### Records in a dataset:
·····

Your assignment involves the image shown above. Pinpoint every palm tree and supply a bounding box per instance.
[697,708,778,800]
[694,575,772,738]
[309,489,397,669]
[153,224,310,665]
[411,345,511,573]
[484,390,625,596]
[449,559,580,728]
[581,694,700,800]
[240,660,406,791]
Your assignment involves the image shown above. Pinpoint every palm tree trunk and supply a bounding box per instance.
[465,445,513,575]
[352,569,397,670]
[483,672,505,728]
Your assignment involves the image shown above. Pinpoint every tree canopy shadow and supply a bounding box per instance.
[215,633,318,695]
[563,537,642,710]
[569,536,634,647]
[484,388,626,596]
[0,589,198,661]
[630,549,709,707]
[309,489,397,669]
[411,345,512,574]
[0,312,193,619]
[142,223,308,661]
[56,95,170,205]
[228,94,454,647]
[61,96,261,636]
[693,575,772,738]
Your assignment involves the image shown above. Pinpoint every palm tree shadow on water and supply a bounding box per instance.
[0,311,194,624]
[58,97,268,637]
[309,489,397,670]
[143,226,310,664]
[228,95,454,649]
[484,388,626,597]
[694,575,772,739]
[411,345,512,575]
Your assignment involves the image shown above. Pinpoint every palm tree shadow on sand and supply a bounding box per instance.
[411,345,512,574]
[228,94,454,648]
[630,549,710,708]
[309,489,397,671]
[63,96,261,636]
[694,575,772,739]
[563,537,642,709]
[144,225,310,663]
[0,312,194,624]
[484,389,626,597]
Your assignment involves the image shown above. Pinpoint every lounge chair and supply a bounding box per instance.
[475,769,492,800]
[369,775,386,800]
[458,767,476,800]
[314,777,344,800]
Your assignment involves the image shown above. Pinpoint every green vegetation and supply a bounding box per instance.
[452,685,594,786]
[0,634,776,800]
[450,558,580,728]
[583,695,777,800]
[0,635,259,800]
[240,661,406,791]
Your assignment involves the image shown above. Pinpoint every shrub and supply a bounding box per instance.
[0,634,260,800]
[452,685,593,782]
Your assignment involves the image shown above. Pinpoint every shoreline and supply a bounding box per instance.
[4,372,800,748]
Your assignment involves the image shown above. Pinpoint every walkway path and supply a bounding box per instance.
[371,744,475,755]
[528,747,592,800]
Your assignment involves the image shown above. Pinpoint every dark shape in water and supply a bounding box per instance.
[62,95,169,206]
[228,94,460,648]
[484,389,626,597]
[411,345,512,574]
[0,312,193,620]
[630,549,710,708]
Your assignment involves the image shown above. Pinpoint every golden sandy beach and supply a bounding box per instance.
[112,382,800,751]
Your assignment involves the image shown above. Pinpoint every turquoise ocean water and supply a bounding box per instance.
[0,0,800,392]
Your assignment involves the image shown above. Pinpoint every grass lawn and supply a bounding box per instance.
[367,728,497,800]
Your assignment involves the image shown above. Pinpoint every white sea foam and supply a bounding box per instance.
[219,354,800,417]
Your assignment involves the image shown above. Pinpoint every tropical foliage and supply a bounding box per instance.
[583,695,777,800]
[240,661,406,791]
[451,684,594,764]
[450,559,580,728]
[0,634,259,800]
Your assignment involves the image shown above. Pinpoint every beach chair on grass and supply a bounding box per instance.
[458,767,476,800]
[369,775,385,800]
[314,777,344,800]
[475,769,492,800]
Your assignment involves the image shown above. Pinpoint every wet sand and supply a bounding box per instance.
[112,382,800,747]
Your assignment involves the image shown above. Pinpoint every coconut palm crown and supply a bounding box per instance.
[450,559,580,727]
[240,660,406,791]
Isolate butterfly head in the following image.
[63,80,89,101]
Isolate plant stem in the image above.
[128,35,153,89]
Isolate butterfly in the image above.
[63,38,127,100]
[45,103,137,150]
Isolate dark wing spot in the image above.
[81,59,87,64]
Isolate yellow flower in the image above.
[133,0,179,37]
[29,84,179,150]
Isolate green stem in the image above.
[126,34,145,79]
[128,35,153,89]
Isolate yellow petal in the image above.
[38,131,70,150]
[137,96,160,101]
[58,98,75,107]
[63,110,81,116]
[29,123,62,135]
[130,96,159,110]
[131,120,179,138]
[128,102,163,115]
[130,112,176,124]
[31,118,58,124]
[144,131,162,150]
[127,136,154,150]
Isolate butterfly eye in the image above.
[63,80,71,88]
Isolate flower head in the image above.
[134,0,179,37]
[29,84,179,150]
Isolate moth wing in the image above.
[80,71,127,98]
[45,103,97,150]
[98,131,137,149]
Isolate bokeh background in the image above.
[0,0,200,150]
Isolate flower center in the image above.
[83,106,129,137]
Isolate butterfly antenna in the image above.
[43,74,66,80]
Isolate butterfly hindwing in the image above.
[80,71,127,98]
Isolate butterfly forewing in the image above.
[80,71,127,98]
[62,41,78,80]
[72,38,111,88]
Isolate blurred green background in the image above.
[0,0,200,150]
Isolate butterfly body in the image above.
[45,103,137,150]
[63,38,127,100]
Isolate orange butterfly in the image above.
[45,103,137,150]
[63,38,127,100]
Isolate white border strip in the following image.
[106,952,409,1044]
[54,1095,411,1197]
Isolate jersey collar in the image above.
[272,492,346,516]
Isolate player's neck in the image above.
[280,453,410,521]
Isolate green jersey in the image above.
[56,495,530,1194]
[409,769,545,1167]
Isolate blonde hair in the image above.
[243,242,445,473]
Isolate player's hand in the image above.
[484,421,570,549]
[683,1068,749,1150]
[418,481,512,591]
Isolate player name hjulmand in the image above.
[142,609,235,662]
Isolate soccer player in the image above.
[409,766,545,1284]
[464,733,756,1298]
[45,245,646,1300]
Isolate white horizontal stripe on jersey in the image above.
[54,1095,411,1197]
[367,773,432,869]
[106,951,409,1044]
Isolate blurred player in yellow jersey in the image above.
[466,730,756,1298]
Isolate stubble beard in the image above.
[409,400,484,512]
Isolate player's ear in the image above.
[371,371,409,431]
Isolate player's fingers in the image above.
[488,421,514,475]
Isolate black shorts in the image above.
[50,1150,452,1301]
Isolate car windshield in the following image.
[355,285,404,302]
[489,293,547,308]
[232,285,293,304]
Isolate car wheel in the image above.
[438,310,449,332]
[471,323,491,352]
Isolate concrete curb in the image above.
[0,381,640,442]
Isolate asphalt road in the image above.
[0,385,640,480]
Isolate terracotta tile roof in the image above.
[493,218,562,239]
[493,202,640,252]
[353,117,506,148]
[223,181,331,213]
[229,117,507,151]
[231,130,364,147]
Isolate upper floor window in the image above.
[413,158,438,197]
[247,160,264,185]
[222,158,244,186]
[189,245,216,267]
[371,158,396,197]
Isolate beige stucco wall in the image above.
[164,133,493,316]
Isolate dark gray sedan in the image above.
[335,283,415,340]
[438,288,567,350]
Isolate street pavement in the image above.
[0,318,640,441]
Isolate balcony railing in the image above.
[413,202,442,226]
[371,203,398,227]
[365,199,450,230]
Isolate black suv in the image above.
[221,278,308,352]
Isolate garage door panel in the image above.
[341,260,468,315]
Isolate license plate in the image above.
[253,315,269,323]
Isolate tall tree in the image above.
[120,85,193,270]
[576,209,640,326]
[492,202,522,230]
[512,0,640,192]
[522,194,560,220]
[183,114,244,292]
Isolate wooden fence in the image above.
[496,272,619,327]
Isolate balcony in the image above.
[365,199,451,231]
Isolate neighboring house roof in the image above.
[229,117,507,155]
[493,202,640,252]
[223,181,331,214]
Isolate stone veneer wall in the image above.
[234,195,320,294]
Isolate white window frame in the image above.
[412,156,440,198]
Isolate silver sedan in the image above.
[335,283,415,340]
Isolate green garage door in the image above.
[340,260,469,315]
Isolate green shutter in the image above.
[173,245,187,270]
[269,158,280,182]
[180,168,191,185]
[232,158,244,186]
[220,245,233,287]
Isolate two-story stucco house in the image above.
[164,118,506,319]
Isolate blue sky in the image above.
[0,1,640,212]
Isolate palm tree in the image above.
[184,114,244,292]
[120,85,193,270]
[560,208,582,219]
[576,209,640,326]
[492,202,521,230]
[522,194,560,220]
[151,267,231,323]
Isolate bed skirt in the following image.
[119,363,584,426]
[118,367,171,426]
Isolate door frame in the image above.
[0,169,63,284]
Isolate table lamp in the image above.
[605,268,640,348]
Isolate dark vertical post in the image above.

·····

### Work to do:
Repeat the data above word for word, from its first line through the line that contains "[411,345,512,575]", including both ends.

### Result for this exercise:
Your assignment involves the image shown above. Pinpoint every palm tree and supply a bounding box per instance.
[697,708,778,800]
[694,575,772,738]
[309,489,397,669]
[153,224,310,665]
[411,345,511,573]
[484,390,625,596]
[449,559,580,728]
[581,694,700,800]
[240,660,406,791]
Your assignment involves the image shown above. Pinpoint every palm tree trunk and supply a bounding box per instance.
[465,445,513,575]
[352,569,397,670]
[483,672,505,728]
Your assignment involves the image shown above. Pinpoint every tree canopy shadow and supply a bounding box per instance.
[215,633,318,695]
[563,537,642,710]
[569,536,634,647]
[484,388,626,596]
[0,589,198,661]
[630,549,709,707]
[309,489,397,669]
[411,345,512,574]
[0,312,193,619]
[142,223,308,661]
[56,95,170,205]
[228,94,454,647]
[61,96,261,636]
[693,575,772,738]
Your assignment involves the image shown above. Pinpoint every palm tree shadow on water and supply a bounding box per instance.
[0,311,194,624]
[58,97,268,637]
[309,489,397,670]
[143,226,310,664]
[228,95,454,649]
[484,388,626,597]
[694,575,772,739]
[411,345,512,575]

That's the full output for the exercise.